◆ GIVEN INSTRUCTION A
Count the lines of the listing below that contain the string "rocky", treating case as significant. Reply with the number alone.

◆ DOCUMENT EXCERPT
──────────
In early December, the Karaas posted the house for rent on Craigslist and with a real estate agent. Because of their past experience leasing other properties, the Karaas were aware that it likely would be more difficult to lease the property during the winter months. They eventually relet the house for $4,200 per month beginning April 1, 2011. On September 30, 2011, the Karaas brought a two-count complaint against the tenants for breach of contract and breach of the implied covenant of good faith and fair dealing. Prior to litigation, the Karaas sent the tenants a check, dated September 25, 2011, for $4,604.88 for "security deposit return." [Note 5] The Karaas did not pay the tenants any interest on the last month's rent.
In response, Yim brought counterclaims alleging that the Karaas breached the lease by failing to deliver the entire property, did not comply with the statutory requirements of the security
deposit statute and the last month's rent statute, and engaged in unfair and deceptive practices in violation of G. L. c. 93A. Yim additionally claimed that her purpose in entering the lease, i.e., to allow her children to attend school in Belmont, was frustrated by circumstances beyond her control, the rejection of their visa applications. Lastly, Yim claimed the Karaas failed to mitigate their damages subsequent to the breach.
After a jury-waived trial, the judge found for the Karaas, awarding them $19,861, [Note 6] plus statutory interest of $5,106.23, and attorney's fees in the amount of $24,098.70. [Note 7] The judge included an offset of $189 for trebled interest on Yim's last month's rent deposit, [Note 8] though the judge otherwise dismissed the counterclaims.
Discussion. 1. The tenants' obligations under the lease. A. Yim's frustration of purpose defense. Yim cannot be excused from her obligation under the lease to pay rent on the basis of a frustration of purpose argument. Yim argues that her principal purpose in leasing the property was to send her daughter to school in Belmont, and that once her and her family's visa applications were rejected, thereby preventing them from reentering the United States, this purpose was substantially frustrated. Yim maintains that this frustration discharged her obligations under the lease.
The Supreme Judicial Court has held that the doctrine of frustration of purpose is a companion rule to the doctrine of impossibility. See Mishara Constr. Co. v. Transit-Mixed Concrete Corp., 365 Mass. 122 , 128-129 (1974); Chase Precast Corp. v. John J. Paonessa Co., 409 Mass. 371 , 374 (1991). "The principal question in both kinds of cases remains whether an unanticipated circumstance, the risk of which should not fairly be thrown on the
promisor, has made performance vitally different from what was reasonably to be expected." Chase Precast Corp., supra (citations omitted). When applying the doctrine of frustration of purpose, a judge must consider "the foreseeability of the supervening event, allocation of the risk of occurrence of the event, and the degree of hardship to the promisor." Id. at 375 n.4. Given the importance of the factual context surrounding the lease agreement, the determination of these questions is reserved for the trier of fact. See Mishara Constr. Co., supra at 127, 130; Chase Precast Corp., supra at 376. In the case before us, the trial judge found the tenants' visa problems to be a foreseeable risk.
──────────
◆ GIVEN INSTRUCTION B
Return the part of the court opinion above from "Discussion. 1. The" up to and including "her obligations under the lease.", copied word for word.

◆ Dataset entries
──────────
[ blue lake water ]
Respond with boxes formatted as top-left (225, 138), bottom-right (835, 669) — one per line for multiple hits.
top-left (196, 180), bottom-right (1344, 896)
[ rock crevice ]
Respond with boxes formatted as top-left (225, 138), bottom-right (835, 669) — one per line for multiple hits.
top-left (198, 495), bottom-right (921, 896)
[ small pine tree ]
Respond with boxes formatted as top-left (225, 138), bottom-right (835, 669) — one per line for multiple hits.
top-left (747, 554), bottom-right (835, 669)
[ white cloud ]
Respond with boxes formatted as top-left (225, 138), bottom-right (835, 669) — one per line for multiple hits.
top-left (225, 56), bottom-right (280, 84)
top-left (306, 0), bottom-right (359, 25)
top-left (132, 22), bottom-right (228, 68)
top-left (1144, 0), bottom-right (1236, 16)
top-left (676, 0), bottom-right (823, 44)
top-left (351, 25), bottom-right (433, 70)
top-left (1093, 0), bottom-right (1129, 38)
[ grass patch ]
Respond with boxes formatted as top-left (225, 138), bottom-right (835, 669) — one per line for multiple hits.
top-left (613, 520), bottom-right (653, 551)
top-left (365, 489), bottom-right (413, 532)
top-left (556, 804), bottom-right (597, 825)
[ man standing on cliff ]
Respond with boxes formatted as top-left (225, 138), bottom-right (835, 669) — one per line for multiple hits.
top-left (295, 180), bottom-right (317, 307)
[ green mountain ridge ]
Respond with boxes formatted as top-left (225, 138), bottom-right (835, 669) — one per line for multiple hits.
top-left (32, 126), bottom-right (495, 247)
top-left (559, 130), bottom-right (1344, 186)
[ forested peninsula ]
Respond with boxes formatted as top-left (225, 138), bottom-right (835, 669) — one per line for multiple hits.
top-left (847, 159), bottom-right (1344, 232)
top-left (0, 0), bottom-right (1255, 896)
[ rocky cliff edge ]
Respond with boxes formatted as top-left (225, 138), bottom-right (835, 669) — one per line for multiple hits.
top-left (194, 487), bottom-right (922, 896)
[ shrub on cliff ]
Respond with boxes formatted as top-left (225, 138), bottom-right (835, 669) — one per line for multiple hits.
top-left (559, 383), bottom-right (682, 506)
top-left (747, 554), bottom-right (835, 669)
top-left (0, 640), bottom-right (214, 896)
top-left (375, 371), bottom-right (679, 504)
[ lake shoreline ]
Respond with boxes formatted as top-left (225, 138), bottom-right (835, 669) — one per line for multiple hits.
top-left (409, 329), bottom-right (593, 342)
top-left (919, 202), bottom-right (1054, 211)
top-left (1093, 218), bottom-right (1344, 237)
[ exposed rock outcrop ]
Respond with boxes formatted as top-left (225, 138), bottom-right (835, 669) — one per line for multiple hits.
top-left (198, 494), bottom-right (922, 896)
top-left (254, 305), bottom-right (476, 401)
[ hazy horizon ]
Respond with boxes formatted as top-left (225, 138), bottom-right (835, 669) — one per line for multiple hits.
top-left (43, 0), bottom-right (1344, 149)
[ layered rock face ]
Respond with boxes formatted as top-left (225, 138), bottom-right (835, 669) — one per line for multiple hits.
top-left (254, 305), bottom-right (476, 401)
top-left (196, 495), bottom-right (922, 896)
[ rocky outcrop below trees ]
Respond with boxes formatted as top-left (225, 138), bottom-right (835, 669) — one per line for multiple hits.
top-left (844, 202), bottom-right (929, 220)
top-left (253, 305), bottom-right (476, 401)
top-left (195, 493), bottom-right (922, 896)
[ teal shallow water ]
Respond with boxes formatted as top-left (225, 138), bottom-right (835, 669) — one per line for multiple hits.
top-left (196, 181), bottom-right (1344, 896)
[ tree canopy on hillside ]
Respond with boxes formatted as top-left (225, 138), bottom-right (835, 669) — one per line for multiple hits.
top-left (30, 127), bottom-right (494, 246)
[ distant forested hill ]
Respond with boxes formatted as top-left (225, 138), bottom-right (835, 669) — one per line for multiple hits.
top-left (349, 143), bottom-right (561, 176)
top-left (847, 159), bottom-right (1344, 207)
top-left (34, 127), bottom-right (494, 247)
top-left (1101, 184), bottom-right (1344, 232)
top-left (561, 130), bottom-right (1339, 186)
──────────
◆ FINISHED ANSWER A
2

◆ FINISHED ANSWER B
Discussion. 1. The tenants' obligations under the lease. A. Yim's frustration of purpose defense. Yim cannot be excused from her obligation under the lease to pay rent on the basis of a frustration of purpose argument. Yim argues that her principal purpose in leasing the property was to send her daughter to school in Belmont, and that once her and her family's visa applications were rejected, thereby preventing them from reentering the United States, this purpose was substantially frustrated. Yim maintains that this frustration discharged her obligations under the lease.